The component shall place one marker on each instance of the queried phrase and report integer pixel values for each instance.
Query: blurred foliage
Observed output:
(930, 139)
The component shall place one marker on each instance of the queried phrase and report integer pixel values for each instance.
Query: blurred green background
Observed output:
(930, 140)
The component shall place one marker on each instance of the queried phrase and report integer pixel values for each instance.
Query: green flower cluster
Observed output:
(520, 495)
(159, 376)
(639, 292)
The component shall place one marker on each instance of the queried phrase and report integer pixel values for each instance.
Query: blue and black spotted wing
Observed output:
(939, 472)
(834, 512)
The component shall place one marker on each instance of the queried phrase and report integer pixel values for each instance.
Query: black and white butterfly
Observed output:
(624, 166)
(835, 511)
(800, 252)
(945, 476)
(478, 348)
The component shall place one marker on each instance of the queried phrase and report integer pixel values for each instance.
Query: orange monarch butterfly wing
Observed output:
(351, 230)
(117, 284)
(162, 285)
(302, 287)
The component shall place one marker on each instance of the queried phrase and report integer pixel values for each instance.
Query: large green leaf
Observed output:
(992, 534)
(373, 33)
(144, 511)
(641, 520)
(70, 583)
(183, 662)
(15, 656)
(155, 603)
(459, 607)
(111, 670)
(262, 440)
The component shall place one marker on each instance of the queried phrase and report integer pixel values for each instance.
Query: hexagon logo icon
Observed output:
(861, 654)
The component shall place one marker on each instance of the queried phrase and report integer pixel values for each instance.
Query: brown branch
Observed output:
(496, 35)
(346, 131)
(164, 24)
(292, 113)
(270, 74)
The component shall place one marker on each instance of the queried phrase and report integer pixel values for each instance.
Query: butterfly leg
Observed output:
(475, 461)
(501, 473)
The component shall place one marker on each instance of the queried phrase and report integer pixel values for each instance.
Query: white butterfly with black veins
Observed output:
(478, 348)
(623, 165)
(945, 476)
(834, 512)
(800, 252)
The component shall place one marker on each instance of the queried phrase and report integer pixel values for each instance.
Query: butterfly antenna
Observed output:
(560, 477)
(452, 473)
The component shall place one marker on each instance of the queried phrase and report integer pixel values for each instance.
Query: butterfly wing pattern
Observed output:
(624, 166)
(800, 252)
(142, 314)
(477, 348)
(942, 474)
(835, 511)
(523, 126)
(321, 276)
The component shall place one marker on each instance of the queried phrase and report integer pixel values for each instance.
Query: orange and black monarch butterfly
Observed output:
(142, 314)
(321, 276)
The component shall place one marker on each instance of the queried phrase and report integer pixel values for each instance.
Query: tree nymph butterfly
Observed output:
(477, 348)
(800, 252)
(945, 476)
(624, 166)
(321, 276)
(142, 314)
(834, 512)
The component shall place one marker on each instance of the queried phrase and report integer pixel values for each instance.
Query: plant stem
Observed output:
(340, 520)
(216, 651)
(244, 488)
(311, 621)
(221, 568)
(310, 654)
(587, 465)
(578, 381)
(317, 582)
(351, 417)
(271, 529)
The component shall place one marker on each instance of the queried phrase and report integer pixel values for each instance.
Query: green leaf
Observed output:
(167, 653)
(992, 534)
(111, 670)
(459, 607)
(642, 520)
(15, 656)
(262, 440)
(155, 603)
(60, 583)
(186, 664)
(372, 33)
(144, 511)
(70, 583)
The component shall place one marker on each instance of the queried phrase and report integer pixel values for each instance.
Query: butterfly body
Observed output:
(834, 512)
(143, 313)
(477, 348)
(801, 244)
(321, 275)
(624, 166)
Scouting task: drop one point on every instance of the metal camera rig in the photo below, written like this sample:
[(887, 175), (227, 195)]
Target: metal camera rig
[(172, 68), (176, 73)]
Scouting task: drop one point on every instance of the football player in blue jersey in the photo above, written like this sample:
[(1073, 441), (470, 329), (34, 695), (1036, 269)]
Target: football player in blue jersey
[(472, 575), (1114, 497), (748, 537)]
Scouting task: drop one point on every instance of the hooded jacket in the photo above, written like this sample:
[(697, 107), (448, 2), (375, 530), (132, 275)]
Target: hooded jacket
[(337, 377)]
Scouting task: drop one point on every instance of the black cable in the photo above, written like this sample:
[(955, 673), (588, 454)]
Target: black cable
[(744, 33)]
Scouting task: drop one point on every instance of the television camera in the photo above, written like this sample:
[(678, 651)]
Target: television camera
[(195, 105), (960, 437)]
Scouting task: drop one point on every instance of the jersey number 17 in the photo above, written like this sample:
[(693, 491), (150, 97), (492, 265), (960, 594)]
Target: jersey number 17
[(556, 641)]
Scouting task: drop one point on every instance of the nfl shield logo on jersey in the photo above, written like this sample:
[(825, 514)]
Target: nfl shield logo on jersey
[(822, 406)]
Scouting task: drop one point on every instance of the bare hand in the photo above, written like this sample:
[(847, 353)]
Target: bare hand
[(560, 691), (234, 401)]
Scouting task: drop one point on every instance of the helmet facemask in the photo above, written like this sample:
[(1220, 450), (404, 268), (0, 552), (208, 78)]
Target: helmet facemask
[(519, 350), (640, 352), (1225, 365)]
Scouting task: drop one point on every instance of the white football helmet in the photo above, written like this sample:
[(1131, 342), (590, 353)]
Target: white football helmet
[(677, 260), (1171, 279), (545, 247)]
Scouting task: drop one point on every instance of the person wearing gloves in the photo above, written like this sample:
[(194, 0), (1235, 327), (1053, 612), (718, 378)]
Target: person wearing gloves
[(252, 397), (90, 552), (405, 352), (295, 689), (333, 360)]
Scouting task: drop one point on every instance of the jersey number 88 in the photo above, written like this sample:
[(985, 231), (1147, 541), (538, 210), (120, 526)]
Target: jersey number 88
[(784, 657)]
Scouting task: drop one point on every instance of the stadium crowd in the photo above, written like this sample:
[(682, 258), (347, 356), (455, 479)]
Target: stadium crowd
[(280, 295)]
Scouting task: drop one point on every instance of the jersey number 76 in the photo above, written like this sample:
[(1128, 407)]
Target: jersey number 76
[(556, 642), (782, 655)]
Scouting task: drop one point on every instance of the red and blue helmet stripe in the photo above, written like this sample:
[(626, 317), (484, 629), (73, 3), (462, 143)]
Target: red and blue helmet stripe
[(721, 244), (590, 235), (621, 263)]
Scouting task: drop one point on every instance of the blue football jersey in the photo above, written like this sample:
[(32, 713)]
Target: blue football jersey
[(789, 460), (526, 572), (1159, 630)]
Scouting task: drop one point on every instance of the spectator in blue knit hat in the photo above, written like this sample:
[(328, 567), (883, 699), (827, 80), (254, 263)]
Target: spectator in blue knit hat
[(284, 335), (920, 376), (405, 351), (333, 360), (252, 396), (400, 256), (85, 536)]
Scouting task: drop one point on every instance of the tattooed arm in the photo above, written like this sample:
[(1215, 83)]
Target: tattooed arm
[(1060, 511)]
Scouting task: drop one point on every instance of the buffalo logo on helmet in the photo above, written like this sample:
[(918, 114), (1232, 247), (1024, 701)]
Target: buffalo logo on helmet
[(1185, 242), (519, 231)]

────

**About this exercise:**
When you restate the listing, keep each line identical to the original.

**Solution:**
The component shall place one marker on each instance of the queried phrase and report integer pixel values for each instance.
Query: blurred foliage
Observed output:
(930, 139)
The component shall place one marker on each instance of the queried phrase and report integer pixel values for each instance.
Query: blurred green background
Observed output:
(930, 140)
The component shall place one marker on each instance of the queried phrase and report integer pixel values for each instance.
Query: green flower cluster
Observed output:
(520, 495)
(159, 376)
(639, 292)
The component shall place one marker on each instance of the queried phrase and report integer pixel values for each instance.
Query: blue and black spotted wing
Observed output:
(939, 472)
(834, 512)
The component shall place one marker on each instance of the queried phrase and report integer pixel values for each instance.
Query: black and white butterfly
Observed output:
(624, 166)
(835, 511)
(800, 252)
(945, 476)
(478, 348)
The component shall place one marker on each instance of the queried phrase and report integer pixel values for each instance.
Query: orange monarch butterfly wing
Observed output:
(351, 230)
(117, 284)
(162, 285)
(302, 287)
The component shall place one marker on each instance of the queried phrase and report integer pixel values for each instance.
Query: large green leaf
Observed output:
(992, 534)
(373, 33)
(144, 511)
(641, 520)
(70, 583)
(183, 662)
(15, 656)
(155, 603)
(459, 607)
(111, 670)
(262, 440)
The component shall place one marker on each instance of the queried phrase and report integer pixel values for each instance.
Query: hexagon logo icon
Observed output:
(861, 654)
The component shall place one marker on each instance of the queried phrase and report integer pixel values for each instance.
Query: brown branch
Observed output:
(496, 35)
(346, 131)
(164, 24)
(292, 113)
(270, 74)
The component shall place one marker on each instance of the queried phrase and report integer pixel values for each instance.
Query: butterfly leg
Observed output:
(475, 461)
(501, 473)
The component shall place one marker on each instance of the queried phrase and report integer pixel values for each instance.
Query: white butterfly with black veins
Observed output:
(478, 348)
(623, 165)
(945, 476)
(834, 512)
(800, 252)
The component shall place one marker on each instance of the queried phrase and report integer pixel values for each instance.
Query: butterfly antenna
Observed output:
(560, 477)
(452, 473)
The component shall place one marker on each instance of the queried phrase and report integer pixel values for each instance.
Query: butterfly wing pattern
Observed output:
(624, 166)
(800, 252)
(142, 314)
(477, 348)
(942, 474)
(835, 511)
(523, 126)
(321, 276)
The component shall place one marker on each instance of the queried phrase and report integer pixel values for each instance.
Query: orange and black monarch butterfly
Observed output:
(142, 314)
(321, 276)
The component shall place one marker on each instance of the queried phrase and report integer pixel values for each instance.
Query: tree nymph butterfly
Observed output:
(477, 348)
(800, 252)
(945, 476)
(624, 166)
(321, 276)
(142, 314)
(834, 512)
The component shall place one marker on each instance of the queried phrase and report integer pixel values for each instance.
Query: plant stem
Observed output:
(340, 520)
(216, 651)
(244, 488)
(311, 621)
(221, 568)
(310, 654)
(587, 465)
(578, 381)
(317, 582)
(351, 417)
(271, 529)
The component shall place one marker on each instance of the queried phrase and report integer pixel values for each instance.
Query: green leaf
Observed output:
(167, 653)
(992, 534)
(111, 670)
(459, 607)
(642, 520)
(15, 656)
(262, 440)
(155, 603)
(60, 583)
(186, 664)
(372, 33)
(144, 511)
(70, 583)
The component shall place one marker on each instance of the queried phrase and report integer pixel values for each instance.
Query: butterfly body
Observed output:
(834, 512)
(143, 313)
(477, 348)
(801, 244)
(321, 275)
(624, 166)
Scouting task: drop one point on every instance of the metal camera rig in the photo below, written like this sample:
[(887, 175), (227, 195)]
Target: metal camera rig
[(172, 68), (176, 73)]
Scouting task: drop one point on every instance of the football player in blue jersey in the photo above, written like this sample:
[(1073, 441), (470, 329), (34, 695), (1036, 269)]
Target: football player in blue jersey
[(472, 575), (1114, 497), (748, 537)]
Scouting task: drop one point on every instance of the hooded jacket in the photo above, written like this sample:
[(697, 107), (448, 2), (375, 530), (132, 275)]
Target: hooded jacket
[(337, 377)]
Scouting task: drop one point on every instance of the black cable in the photo above, written like this sample:
[(955, 673), (588, 454)]
Target: black cable
[(744, 33)]
Scouting task: drop one point on every instance of the television camera in the photo above, written like this sample:
[(678, 651)]
Target: television camera
[(195, 105), (960, 437)]
Scouting task: drop one point on every instance of the jersey number 17 in the photo above, written like this sample:
[(693, 491), (150, 97), (492, 265), (960, 594)]
Target: jersey number 17
[(556, 641)]
Scouting task: drop one point on every instance of the nfl shield logo on jersey in the photo above, written like this sample:
[(825, 514)]
Target: nfl shield logo on jersey
[(822, 406)]
Scouting task: drop one point on every instance of the bare hand in the photo above, written like this sample:
[(847, 353)]
Target: bare hand
[(560, 691), (234, 401)]
Scouting task: drop one point on every instance of the helmet facemask in the photo above, written like this sample:
[(1220, 450), (404, 268), (0, 552), (208, 78)]
Target: helmet facemask
[(519, 350), (640, 352), (1225, 365)]
Scouting task: drop one point on every instance of the white football helmet in the photo above, written like this sample:
[(1131, 342), (590, 353)]
Target: white football helmet
[(677, 260), (1171, 279), (545, 247)]
Scouting task: drop one point on every instance of the person wearing gloves in the photo above, written like this sample:
[(194, 0), (1235, 327), (1053, 612), (718, 378)]
Target: person wearing gloves
[(252, 397), (90, 552), (405, 352), (295, 689), (333, 360)]
Scouting task: drop one point on every instance of the jersey number 88 in the photo above, written like this sample:
[(985, 231), (1147, 541), (538, 210), (120, 526)]
Target: jersey number 88
[(784, 657)]
Scouting task: drop one point on every instance of the stadium crowd in the photo above, written like this sample:
[(682, 258), (347, 356), (455, 479)]
Target: stadium crowd
[(280, 295)]
Scouting task: drop one point on every instance of the jersey number 76 in the photo above, written like this sample:
[(1128, 407)]
Target: jersey number 76
[(556, 642), (782, 655)]
Scouting task: drop one point on every instance of the red and blue helmet stripe in the photo above, written like this sample:
[(626, 317), (484, 629), (73, 3), (462, 143)]
Target: red and blue helmet stripe
[(721, 244), (590, 235), (621, 263)]
Scouting task: drop one point on every instance of the blue football jersey in the photo above, written like this sample:
[(32, 713)]
Target: blue football jersey
[(789, 460), (526, 572), (1159, 630)]
Scouting task: drop one point on every instance of the spectator in blue knit hat in the photo above, written like this sample:
[(328, 567), (883, 699), (827, 80), (254, 263)]
Target: spectator in blue knit hat
[(284, 335), (920, 376), (405, 351), (333, 360), (252, 396), (400, 256), (85, 536)]
Scouting task: drop one point on every instance of the tattooed arm in the photo above, written like this sample:
[(1215, 83)]
Target: tattooed arm
[(1060, 511)]
Scouting task: drop one point on every instance of the buffalo logo on helmet in the photo above, written like this sample:
[(918, 114), (1232, 247), (1024, 701)]
Target: buffalo logo on helmet
[(1185, 242), (519, 231)]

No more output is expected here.